• AVAILABLE DATA:
=======

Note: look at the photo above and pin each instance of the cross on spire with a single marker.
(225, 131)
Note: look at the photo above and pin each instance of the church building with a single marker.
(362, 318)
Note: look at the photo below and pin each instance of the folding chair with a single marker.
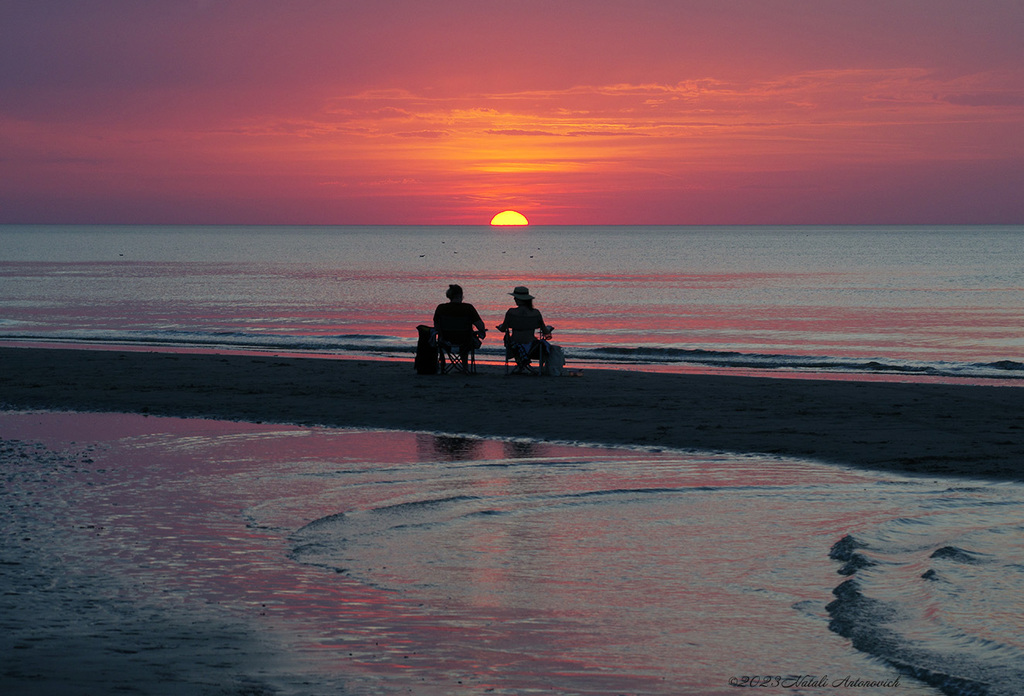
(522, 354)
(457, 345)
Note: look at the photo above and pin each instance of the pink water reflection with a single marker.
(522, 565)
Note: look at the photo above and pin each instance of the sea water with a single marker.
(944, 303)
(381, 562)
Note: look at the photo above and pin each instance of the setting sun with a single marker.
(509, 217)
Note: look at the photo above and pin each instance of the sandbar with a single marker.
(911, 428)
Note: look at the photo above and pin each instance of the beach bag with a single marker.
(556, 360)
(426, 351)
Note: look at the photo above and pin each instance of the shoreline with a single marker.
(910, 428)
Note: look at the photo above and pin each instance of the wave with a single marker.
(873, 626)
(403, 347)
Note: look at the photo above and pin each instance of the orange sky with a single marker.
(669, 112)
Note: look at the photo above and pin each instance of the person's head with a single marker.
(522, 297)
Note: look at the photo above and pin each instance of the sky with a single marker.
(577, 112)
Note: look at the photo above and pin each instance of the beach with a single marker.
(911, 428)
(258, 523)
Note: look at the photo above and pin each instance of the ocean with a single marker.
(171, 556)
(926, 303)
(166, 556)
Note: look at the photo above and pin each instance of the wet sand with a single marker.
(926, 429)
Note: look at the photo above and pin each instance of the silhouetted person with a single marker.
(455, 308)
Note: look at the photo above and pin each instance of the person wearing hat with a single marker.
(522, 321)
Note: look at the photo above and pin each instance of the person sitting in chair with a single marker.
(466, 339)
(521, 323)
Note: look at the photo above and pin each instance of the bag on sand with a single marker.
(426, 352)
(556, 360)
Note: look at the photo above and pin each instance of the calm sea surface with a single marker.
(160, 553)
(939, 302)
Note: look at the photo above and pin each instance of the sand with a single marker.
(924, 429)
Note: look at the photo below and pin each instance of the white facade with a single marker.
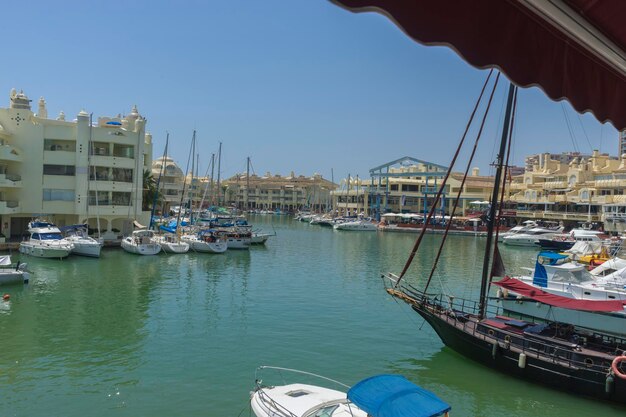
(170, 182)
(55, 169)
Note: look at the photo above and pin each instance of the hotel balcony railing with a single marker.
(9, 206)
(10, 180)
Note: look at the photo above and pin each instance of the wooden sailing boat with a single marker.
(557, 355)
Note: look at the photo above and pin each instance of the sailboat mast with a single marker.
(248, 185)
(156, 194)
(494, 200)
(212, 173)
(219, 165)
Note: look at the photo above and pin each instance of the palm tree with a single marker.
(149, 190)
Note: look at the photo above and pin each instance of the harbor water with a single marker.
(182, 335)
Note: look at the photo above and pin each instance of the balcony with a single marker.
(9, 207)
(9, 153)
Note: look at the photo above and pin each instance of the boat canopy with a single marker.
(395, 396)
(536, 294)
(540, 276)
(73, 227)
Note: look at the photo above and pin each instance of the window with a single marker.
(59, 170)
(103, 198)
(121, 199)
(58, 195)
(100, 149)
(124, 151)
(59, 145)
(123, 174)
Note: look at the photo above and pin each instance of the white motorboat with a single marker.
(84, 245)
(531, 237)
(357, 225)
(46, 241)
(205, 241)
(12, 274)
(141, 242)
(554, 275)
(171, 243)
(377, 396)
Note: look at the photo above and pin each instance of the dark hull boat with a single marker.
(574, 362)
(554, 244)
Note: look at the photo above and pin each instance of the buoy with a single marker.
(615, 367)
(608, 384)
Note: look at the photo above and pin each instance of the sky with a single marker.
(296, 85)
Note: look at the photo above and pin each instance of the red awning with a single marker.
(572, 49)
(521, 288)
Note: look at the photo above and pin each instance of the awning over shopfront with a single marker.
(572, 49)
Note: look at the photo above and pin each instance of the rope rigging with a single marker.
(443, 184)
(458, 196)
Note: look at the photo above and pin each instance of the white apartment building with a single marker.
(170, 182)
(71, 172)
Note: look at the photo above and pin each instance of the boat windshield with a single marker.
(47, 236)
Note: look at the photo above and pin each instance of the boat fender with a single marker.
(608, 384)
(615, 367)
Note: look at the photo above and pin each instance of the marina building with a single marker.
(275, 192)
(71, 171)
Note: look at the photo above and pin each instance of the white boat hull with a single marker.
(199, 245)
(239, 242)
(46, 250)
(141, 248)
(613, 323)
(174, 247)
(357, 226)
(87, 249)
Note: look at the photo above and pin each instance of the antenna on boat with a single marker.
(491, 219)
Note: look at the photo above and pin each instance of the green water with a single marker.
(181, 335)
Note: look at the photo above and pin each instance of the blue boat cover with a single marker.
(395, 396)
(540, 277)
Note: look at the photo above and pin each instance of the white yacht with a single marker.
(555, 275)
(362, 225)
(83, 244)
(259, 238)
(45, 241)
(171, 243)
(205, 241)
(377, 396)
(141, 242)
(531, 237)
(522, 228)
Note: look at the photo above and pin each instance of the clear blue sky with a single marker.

=======

• WORK REQUIRED: Every line from the one containing "on boat with a single marker." through the end of the entries above must be echoed exactly, with both ends kept.

• EXERCISE RESULT:
Note: look at the photo above and pin each instance of the antenna on boat with a single marker.
(491, 219)
Note: look at the photo above and pin each instance of the green water with a single marker.
(181, 335)
Note: look at the photo above and pin each instance of the blue boat cover with a single marker.
(395, 396)
(540, 277)
Note: look at the photo above and pin each instance of the white yacht with a single marker.
(555, 275)
(362, 225)
(83, 244)
(259, 238)
(45, 241)
(171, 243)
(205, 241)
(377, 396)
(141, 242)
(531, 237)
(522, 228)
Note: look at the photo above and pin each instance of the clear blue sky with a single marker.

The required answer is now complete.